The output looks like this:

The text and unformatted numbers are in the correct font family, the formatted numbers are in math mode with another font family which is really ugly (and also violates some styling rules I have to follow).

My version is "XeTeX, Version 3.141592653-2.6-0.999994 (TeX Live 2022)"

Maybe you have any other idea how to fix this?

Edit: Specifying the mathfont to Arial in the YAML also does not effect the appearance of the numbers in the reprex table. Using pdflatex just disables the use of all font options and the table numbers as well as the plain text are in the same font family, but not the one I need....

Still working on it. With this reprex I am now reproducing. When I use the pdflatex engine both are in Math mode.

1 Like

Thanks for your effort. I appreciate it.

If you cannot find anything, I guess I have to manually remove all $ signs in my formatted tables. :sweat_smile: But I cannot understand why gt changes the output to Math Mode, since all those are ordinary numbers :confused:

When I take out the pdf-engine it's math-style by default. I'm trying the tab_style approach now.

Update: That didn't work. I went to the *.tex file and moved

\usepackage{fontspec}
\setmainfont[]{Ariel}

to the lines in the tex file immediately above.

The pdf file is the combined effort of quarto, gt, pandoc and xelatex and the tex file is fairly verbose for such small output. I think it's a wonder that it works at all.

You might repose the question on the gt github issues page.

\title{Reprex}

1 Like

Thank you very much for your efforts. I dug into the source code of gt::fmt_number() on GitHub here (from line 163 on). There is a function call of gt:::num_fmt_factory_multi() at line 233, which has the argument use_latex_math_mode = TRUE (see here). This refers to the function gt:::to_latex_math_mode() (see here).

I think if I could change the default behaviour of this function to always pass the argument back, no matter if the context of formatting is in LaTeX, then this would prevent the conversion into math mode by surrounding everything with $ signs.

But I am not that deep into package development and redefining package functions. Do you have suggestions, how to redefine this function to always pass the argument unchanged?

This does it!!!!!

# change the default behaviour of num_fmt_factory_multi

# create the new function
num_fmt_factory_multi_ <- function (pattern, use_latex_math_mode = FALSE, format_fn) 
{
  names(all_contexts) <- all_contexts
  lapply(all_contexts, FUN = function(x) {
    num_fmt_factory(context = x, pattern = pattern, use_latex_math_mode = use_latex_math_mode, 
                    format_fn = format_fn)
  })
}

# https://stackoverflow.com/questions/24331690/modify-package-function
# redefine the function
environment(num_fmt_factory_multi_) <- asNamespace('gt')
assignInNamespace("num_fmt_factory_multi", num_fmt_factory_multi_, ns = "gt")

Running this with source() from inside the .qmd document changes the default of the formatting to not use LaTeX math mode, even though we are in a LaTeX environment. The table now looks like it is supposed to!

I will post the question (and my hacky solution) in the github issue page and see, if there is indeed a preferable solution to my function redefining.

Dataset rows:

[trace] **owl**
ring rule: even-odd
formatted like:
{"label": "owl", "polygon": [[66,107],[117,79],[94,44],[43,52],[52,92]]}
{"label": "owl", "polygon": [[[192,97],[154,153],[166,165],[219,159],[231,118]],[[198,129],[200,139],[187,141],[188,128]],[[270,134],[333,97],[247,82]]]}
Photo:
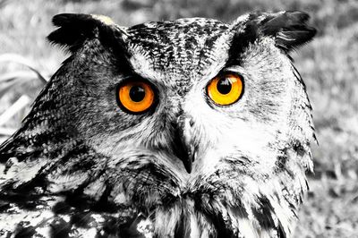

Stated goal A:
Answer these questions using the forum thread above, one answer per line:
(i) Which TeX Live release is named in the reported XeTeX version?
(ii) At which line of the fmt_number() source is there a call to gt:::num_fmt_factory_multi()?
(iii) What default value does the new function num_fmt_factory_multi_ give to use_latex_math_mode?
Stated goal B: Copy the stretch of the forum thread above from "The output looks" through "in Math mode." word for word.

Correct response A:
(i) TeX Live 2022
(ii) Line 233
(iii) FALSE

Correct response B:
The output looks like this:

The text and unformatted numbers are in the correct font family, the formatted numbers are in math mode with another font family which is really ugly (and also violates some styling rules I have to follow).

My version is "XeTeX, Version 3.141592653-2.6-0.999994 (TeX Live 2022)"

Maybe you have any other idea how to fix this?

Edit: Specifying the mathfont to Arial in the YAML also does not effect the appearance of the numbers in the reprex table. Using pdflatex just disables the use of all font options and the table numbers as well as the plain text are in the same font family, but not the one I need....

Still working on it. With this reprex I am now reproducing. When I use the pdflatex engine both are in Math mode.